Action item. Look below for the line that has "# locate the orange". Set down the lines from there through the line that has "# locate the teenage", exactly as written.
[Data provided Boundary: Start]
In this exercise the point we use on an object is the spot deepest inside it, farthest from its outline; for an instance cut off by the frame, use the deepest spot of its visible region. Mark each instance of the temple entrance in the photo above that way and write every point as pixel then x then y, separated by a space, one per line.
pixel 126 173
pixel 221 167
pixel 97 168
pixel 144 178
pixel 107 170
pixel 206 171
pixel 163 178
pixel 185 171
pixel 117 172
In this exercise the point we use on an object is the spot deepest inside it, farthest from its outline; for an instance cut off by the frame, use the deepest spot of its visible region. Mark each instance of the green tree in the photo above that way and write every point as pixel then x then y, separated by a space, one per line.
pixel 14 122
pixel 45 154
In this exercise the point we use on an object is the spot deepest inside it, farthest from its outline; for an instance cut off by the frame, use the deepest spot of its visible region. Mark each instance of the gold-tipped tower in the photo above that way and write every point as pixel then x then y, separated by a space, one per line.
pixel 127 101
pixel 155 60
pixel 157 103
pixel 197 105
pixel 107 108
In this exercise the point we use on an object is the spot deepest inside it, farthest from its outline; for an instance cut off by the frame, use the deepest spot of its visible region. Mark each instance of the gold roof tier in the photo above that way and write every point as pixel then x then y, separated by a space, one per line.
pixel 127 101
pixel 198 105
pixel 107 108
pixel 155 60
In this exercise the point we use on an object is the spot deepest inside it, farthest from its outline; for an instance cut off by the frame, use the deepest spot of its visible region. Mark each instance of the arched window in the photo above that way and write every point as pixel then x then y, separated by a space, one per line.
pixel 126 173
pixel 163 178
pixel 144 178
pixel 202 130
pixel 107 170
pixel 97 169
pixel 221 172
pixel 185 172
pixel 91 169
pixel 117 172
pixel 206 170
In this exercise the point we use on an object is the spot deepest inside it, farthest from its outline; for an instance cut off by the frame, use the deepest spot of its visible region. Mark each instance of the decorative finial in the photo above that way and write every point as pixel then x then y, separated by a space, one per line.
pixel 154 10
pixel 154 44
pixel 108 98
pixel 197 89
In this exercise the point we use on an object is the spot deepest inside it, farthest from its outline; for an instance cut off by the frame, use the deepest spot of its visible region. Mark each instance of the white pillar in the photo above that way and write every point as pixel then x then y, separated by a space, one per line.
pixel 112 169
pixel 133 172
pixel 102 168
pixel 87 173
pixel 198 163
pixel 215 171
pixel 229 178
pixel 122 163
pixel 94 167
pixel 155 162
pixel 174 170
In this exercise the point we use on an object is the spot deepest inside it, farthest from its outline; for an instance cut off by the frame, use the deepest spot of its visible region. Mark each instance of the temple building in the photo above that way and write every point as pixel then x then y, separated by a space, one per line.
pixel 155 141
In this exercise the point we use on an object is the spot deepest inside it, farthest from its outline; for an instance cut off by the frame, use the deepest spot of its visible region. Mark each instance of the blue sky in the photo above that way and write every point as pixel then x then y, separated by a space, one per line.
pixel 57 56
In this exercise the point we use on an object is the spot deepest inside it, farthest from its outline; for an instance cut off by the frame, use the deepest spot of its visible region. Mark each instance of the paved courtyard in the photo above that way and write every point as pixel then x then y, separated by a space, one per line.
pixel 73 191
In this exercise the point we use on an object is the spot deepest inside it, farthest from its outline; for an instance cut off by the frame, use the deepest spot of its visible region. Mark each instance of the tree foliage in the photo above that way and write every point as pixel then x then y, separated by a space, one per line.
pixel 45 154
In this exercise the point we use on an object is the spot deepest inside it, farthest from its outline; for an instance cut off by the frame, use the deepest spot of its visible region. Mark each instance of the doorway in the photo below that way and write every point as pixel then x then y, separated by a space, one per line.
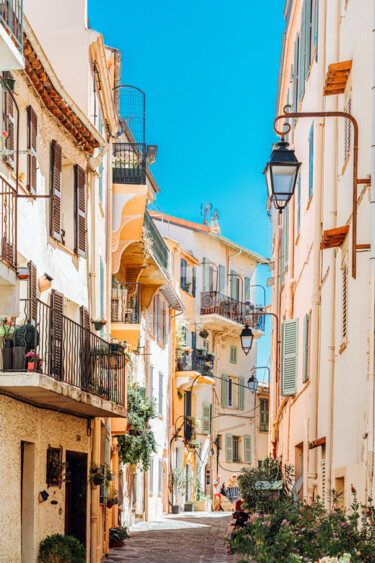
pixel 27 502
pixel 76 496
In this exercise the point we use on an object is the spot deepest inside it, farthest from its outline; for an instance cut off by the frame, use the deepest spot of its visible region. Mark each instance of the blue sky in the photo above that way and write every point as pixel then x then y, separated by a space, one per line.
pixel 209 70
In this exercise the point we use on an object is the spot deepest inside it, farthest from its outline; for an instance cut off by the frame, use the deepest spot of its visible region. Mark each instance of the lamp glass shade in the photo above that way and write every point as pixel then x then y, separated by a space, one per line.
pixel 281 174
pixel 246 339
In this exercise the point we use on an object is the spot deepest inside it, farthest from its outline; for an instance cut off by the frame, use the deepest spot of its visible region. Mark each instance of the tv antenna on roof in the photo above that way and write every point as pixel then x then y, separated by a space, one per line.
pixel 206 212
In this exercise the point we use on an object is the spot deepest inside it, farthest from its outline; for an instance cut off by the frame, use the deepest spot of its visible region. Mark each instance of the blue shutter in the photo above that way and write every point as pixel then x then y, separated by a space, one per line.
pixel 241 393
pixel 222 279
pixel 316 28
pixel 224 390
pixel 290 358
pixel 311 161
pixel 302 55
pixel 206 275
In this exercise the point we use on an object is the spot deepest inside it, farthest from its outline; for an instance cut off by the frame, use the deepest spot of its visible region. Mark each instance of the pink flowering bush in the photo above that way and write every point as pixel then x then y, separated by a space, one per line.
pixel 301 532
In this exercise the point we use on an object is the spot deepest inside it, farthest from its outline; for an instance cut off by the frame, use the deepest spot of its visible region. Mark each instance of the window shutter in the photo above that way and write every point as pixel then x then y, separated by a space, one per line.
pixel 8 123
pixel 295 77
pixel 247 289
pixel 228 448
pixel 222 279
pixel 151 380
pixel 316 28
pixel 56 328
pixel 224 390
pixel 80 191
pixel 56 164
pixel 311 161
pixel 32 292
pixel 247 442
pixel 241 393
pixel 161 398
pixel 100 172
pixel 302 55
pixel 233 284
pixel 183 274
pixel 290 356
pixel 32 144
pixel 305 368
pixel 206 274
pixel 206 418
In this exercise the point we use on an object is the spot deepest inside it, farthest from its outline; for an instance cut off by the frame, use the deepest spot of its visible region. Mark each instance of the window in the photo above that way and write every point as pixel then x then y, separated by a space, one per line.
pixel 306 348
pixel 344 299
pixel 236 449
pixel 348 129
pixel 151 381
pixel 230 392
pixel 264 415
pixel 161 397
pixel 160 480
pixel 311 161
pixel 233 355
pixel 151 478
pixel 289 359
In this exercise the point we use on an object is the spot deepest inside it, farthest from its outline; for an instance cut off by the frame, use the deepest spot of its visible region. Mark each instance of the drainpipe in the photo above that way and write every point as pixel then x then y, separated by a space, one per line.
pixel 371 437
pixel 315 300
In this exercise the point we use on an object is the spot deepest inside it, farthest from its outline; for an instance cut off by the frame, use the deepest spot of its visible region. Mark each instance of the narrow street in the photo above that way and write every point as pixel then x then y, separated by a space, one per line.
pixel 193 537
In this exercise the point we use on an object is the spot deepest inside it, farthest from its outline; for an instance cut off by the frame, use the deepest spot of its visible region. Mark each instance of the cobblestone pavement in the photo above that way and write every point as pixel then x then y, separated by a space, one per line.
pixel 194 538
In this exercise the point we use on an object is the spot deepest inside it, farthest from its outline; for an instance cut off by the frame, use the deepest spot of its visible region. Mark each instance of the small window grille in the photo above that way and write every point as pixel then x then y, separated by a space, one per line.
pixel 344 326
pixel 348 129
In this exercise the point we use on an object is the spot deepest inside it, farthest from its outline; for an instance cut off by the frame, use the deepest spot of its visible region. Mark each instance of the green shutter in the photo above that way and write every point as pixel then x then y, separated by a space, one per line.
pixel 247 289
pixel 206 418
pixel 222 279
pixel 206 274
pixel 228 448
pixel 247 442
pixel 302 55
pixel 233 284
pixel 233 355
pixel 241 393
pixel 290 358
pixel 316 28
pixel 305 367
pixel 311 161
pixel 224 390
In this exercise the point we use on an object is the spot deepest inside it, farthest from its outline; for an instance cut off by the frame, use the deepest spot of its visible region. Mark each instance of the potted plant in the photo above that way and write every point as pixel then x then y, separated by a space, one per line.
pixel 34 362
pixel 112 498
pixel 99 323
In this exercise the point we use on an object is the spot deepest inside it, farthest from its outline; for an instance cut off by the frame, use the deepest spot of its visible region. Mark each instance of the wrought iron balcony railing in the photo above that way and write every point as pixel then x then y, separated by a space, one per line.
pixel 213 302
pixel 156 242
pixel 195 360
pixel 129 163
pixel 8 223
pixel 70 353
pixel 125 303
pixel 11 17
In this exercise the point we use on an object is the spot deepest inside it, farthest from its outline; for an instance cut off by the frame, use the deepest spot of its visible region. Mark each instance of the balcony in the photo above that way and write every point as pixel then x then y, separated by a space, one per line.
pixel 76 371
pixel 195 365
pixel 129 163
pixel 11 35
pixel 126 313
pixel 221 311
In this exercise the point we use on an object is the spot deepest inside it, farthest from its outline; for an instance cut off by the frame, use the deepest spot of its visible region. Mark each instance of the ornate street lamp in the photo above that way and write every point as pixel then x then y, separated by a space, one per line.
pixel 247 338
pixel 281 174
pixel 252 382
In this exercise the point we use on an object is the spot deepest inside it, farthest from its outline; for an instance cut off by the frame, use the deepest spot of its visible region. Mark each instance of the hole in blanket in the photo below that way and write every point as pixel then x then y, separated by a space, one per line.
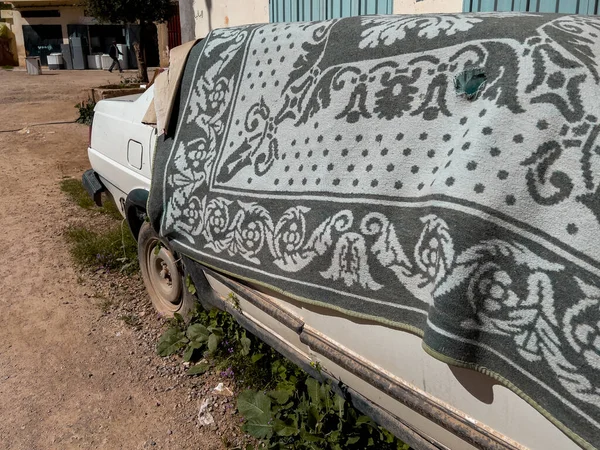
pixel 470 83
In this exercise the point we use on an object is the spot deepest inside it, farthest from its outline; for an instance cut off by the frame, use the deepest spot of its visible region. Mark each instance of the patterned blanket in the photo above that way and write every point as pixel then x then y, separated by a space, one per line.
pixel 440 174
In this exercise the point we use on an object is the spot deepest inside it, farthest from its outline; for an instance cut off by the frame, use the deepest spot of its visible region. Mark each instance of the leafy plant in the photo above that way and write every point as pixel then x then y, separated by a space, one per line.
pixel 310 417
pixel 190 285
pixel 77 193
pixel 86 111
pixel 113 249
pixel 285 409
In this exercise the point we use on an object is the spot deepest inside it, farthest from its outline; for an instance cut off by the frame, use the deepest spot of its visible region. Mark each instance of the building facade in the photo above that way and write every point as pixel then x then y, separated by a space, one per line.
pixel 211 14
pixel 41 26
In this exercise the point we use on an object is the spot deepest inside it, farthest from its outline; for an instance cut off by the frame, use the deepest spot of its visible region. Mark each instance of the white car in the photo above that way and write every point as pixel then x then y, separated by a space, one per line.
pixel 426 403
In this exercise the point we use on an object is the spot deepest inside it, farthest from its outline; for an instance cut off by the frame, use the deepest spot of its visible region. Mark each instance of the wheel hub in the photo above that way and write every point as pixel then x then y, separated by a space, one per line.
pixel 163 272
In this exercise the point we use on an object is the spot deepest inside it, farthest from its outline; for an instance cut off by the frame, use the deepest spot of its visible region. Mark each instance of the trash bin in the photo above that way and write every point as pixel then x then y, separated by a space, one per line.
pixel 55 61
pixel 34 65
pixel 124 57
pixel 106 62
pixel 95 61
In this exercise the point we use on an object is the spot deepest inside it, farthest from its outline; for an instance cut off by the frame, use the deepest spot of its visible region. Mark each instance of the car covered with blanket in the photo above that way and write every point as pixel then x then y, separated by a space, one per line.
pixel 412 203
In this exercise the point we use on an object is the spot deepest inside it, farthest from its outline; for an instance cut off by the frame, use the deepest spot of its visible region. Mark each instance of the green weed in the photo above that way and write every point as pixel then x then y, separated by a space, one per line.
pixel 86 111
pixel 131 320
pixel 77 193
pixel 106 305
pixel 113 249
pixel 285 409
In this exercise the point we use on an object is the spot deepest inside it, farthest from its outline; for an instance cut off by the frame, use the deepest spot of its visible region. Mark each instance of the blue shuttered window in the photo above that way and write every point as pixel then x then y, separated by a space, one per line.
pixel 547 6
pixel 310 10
[Data provided Boundary: End]
[Data provided Boundary: Start]
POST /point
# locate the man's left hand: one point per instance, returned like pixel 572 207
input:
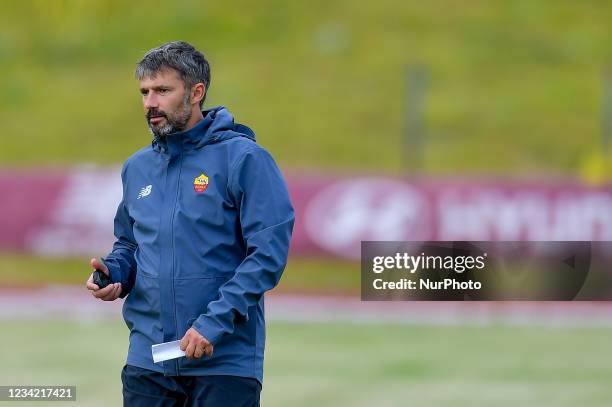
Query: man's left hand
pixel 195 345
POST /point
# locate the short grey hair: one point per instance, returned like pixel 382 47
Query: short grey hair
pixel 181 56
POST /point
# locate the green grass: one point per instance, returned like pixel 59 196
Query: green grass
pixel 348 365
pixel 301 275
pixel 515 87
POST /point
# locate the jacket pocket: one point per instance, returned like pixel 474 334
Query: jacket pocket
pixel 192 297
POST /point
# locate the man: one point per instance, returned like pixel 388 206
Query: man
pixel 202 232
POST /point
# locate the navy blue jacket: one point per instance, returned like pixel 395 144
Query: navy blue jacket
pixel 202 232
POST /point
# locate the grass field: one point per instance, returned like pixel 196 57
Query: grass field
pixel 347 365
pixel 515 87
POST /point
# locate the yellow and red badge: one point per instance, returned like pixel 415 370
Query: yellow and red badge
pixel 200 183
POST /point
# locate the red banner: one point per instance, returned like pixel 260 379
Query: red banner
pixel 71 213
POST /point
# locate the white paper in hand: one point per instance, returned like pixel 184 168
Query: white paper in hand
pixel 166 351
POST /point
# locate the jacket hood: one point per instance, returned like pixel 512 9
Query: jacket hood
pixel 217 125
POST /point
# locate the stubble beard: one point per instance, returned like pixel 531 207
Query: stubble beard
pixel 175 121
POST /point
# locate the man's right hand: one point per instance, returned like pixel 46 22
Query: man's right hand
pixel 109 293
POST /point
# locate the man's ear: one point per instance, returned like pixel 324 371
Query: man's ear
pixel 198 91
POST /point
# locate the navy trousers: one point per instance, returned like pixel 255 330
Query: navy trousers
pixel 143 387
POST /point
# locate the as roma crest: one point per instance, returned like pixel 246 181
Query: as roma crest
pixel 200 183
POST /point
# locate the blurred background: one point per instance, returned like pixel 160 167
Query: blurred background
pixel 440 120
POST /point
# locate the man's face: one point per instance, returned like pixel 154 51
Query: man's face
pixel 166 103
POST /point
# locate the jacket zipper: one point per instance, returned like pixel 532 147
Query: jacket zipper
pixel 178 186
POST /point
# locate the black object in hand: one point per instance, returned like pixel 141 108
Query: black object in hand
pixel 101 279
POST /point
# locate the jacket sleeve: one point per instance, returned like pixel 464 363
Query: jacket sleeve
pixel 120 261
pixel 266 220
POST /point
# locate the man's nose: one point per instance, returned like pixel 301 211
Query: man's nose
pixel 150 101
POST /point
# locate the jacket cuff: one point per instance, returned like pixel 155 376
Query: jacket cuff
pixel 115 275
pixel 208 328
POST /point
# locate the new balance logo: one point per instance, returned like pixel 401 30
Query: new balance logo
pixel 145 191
[Data provided Boundary: End]
[Data provided Boundary: Start]
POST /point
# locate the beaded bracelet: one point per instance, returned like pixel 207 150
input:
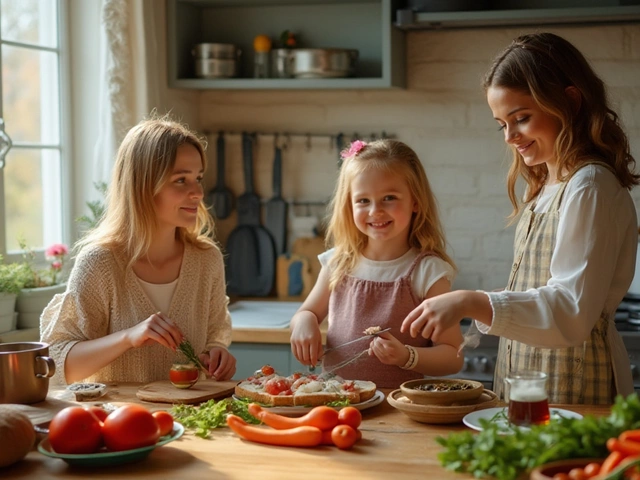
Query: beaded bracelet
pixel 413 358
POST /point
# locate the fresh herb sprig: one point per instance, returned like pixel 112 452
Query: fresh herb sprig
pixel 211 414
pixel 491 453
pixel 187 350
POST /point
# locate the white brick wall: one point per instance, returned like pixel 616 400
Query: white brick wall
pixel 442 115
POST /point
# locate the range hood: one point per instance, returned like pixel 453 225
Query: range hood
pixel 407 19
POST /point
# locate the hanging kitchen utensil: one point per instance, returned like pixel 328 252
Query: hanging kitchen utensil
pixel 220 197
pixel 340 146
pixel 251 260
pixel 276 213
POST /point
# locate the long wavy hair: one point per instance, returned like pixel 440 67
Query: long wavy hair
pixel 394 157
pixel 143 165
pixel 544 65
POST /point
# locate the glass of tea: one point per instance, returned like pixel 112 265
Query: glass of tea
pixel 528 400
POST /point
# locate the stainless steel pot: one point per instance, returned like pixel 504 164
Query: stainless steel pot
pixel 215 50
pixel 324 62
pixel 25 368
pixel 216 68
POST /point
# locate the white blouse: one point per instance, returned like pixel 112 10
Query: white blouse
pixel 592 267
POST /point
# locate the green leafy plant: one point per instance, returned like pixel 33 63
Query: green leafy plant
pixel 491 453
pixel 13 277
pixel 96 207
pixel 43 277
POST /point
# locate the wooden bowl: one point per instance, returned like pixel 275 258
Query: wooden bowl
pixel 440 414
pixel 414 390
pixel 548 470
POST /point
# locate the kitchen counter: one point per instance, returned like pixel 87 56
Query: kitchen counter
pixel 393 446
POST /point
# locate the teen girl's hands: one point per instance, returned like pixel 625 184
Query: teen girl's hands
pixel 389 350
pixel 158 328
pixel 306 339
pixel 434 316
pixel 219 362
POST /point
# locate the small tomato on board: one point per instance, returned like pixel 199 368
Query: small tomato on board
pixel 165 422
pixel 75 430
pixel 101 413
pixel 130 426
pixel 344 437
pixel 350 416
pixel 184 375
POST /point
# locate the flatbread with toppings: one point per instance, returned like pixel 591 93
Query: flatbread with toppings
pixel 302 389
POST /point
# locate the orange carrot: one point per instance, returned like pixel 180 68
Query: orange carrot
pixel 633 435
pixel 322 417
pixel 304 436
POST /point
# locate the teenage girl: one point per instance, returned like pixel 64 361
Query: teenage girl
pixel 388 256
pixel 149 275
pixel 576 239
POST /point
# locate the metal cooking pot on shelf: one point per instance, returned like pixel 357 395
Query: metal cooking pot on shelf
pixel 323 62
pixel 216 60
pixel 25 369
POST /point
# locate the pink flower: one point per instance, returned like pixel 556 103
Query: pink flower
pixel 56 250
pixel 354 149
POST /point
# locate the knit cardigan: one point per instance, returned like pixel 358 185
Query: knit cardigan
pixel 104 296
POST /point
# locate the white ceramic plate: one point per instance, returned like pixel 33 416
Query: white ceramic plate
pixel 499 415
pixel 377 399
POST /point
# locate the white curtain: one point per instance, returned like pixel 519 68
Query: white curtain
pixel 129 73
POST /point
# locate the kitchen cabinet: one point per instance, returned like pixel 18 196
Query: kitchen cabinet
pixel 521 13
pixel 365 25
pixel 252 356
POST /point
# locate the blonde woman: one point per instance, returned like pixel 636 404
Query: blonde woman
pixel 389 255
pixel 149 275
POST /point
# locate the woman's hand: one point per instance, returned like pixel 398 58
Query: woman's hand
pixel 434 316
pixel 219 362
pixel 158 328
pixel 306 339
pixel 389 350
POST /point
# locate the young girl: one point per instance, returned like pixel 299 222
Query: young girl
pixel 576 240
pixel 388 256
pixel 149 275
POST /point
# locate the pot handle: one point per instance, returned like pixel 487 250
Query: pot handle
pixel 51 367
[Data provided Boundary: End]
Exercise output.
# locate the orange carrot: one point per instance, returned like pixel 180 68
Query: orange carrot
pixel 633 435
pixel 322 417
pixel 304 436
POST /point
# locate the teenage girl: one point per instance, returned like pixel 64 361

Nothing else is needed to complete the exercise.